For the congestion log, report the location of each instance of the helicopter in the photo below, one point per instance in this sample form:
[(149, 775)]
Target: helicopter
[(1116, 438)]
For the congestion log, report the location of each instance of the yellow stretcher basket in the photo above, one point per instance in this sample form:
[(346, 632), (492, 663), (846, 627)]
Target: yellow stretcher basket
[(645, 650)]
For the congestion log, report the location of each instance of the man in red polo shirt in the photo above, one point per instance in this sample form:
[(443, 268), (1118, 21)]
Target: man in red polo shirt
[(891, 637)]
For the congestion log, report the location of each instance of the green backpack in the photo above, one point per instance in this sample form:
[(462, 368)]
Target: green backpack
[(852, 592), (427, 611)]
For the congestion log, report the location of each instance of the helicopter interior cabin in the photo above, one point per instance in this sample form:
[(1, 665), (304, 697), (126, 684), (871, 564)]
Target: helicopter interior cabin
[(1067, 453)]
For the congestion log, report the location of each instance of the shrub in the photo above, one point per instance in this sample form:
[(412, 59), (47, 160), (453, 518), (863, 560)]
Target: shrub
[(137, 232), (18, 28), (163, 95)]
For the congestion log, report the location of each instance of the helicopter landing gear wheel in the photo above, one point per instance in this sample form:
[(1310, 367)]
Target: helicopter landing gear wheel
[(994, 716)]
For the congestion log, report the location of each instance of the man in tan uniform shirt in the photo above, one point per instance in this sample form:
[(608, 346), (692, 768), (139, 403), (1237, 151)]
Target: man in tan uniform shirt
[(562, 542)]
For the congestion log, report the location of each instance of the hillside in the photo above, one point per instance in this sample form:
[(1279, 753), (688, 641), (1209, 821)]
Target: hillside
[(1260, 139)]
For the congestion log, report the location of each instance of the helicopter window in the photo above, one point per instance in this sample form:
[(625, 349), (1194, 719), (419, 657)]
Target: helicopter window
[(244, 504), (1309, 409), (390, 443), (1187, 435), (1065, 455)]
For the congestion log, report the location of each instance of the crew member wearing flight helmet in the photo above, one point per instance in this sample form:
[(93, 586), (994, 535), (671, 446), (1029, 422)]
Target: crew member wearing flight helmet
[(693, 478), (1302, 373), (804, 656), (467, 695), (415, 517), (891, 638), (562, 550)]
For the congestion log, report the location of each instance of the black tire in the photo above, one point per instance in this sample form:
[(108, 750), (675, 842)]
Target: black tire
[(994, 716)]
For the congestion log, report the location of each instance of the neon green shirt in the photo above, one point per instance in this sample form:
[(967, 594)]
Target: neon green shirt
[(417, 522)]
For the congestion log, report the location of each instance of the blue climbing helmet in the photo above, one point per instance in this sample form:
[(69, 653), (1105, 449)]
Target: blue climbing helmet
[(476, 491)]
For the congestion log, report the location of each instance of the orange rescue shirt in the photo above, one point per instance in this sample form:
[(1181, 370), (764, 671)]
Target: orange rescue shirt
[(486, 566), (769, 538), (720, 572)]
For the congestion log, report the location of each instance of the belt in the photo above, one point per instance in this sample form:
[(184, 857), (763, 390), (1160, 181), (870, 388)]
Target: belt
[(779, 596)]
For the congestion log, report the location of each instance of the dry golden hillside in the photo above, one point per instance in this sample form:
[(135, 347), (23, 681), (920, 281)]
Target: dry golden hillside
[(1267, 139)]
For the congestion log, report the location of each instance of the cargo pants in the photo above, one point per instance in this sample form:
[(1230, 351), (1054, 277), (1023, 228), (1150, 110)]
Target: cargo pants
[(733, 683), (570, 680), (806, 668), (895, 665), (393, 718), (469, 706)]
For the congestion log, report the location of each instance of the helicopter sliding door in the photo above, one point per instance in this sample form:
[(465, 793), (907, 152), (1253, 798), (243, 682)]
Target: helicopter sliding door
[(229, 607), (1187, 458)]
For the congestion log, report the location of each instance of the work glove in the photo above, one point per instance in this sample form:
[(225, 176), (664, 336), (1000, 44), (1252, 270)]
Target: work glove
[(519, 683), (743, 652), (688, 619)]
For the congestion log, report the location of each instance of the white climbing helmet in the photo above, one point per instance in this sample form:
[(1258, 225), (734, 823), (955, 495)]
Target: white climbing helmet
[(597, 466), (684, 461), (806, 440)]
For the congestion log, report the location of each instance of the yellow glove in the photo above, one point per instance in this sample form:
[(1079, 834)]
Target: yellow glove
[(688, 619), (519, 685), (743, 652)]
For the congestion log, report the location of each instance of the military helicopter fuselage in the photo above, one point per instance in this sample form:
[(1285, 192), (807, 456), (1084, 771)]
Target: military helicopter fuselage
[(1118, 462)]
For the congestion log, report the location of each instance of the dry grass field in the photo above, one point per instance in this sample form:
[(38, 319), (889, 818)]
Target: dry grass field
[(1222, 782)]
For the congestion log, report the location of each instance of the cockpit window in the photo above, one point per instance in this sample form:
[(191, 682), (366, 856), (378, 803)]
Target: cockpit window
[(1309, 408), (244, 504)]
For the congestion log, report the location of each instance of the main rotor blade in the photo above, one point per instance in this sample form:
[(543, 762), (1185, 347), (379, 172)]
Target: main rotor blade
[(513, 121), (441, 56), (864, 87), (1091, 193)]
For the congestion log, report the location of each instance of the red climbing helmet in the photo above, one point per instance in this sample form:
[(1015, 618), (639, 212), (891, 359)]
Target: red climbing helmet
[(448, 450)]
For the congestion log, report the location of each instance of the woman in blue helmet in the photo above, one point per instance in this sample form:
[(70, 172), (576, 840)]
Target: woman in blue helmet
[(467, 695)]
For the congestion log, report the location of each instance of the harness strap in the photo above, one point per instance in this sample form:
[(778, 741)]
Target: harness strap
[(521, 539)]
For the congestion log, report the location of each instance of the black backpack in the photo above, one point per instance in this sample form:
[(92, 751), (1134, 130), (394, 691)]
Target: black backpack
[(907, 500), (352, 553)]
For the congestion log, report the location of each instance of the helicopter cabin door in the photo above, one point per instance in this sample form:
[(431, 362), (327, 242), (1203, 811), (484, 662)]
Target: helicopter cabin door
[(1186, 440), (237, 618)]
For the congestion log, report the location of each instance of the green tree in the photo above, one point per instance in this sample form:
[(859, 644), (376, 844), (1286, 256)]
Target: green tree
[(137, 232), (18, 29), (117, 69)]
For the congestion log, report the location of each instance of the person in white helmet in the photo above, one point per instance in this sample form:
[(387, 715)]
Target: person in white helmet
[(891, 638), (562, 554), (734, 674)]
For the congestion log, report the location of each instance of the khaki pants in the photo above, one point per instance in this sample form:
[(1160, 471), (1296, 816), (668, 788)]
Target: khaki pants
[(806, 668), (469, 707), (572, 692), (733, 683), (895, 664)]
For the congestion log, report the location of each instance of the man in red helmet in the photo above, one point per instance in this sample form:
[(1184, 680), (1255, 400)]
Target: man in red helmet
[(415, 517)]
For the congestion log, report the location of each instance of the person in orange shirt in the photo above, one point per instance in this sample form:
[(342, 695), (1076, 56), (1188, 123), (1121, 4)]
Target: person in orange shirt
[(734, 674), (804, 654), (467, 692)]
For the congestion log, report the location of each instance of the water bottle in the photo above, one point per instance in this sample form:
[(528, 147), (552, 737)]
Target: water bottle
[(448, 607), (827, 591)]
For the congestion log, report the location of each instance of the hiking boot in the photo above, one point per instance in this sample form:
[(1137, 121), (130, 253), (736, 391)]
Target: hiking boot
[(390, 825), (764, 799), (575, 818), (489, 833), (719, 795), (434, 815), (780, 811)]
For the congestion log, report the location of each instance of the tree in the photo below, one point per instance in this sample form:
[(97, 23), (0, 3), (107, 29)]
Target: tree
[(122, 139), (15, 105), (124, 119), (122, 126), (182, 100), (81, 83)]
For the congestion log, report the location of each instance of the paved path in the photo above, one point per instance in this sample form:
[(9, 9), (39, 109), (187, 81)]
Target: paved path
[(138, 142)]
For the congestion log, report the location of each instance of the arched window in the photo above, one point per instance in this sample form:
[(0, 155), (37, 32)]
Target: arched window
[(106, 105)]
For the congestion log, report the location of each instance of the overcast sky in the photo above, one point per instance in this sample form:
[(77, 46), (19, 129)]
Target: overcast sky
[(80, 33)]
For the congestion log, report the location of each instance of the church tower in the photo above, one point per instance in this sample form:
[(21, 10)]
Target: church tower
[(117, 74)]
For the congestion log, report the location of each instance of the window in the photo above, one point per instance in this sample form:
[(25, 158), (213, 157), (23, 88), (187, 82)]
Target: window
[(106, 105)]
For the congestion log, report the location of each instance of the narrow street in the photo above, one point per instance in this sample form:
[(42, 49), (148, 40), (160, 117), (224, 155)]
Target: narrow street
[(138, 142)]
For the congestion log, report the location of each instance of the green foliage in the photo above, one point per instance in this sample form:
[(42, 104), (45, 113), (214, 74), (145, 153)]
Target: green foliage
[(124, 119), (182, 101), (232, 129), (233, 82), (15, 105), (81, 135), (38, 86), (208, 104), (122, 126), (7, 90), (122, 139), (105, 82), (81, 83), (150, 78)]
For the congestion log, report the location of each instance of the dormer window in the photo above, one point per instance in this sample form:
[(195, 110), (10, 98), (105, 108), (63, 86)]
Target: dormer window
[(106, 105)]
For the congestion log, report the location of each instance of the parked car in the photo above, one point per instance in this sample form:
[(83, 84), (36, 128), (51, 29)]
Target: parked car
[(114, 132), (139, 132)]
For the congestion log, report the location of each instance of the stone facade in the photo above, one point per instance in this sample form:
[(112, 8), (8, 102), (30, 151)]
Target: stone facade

___

• **Exercise task**
Convert the lines of the listing above, starting at the line that contains "of the woman" and ending at the line that contains "[(1186, 440), (237, 618)]", into a JSON list of strings with one string per line and blank lines left out.

• **Solution to the problem**
[
  "For the congestion log, report the location of each instance of the woman in blue helmet in the photo above, one point per instance in this sample form:",
  "[(70, 172), (576, 840)]",
  "Target: woman in blue helmet",
  "[(467, 695)]",
  "For the congestion log, report the location of each instance of the harness strap in the photo above, one point per instance in this sample form:",
  "[(778, 741)]",
  "Target: harness strap",
  "[(521, 539)]",
  "For the congestion log, report the location of each instance of the black backpack in the photo above, one point per instance in this sample form:",
  "[(92, 751), (1134, 130), (394, 691)]",
  "Target: black backpack",
  "[(907, 500), (352, 553)]",
  "For the congestion log, report the location of each instance of the helicopter cabin door in the photo above, one point per instance in this sample form:",
  "[(431, 362), (327, 242), (1203, 811), (484, 662)]",
  "Target: helicopter cabin door",
  "[(1186, 440), (237, 618)]"
]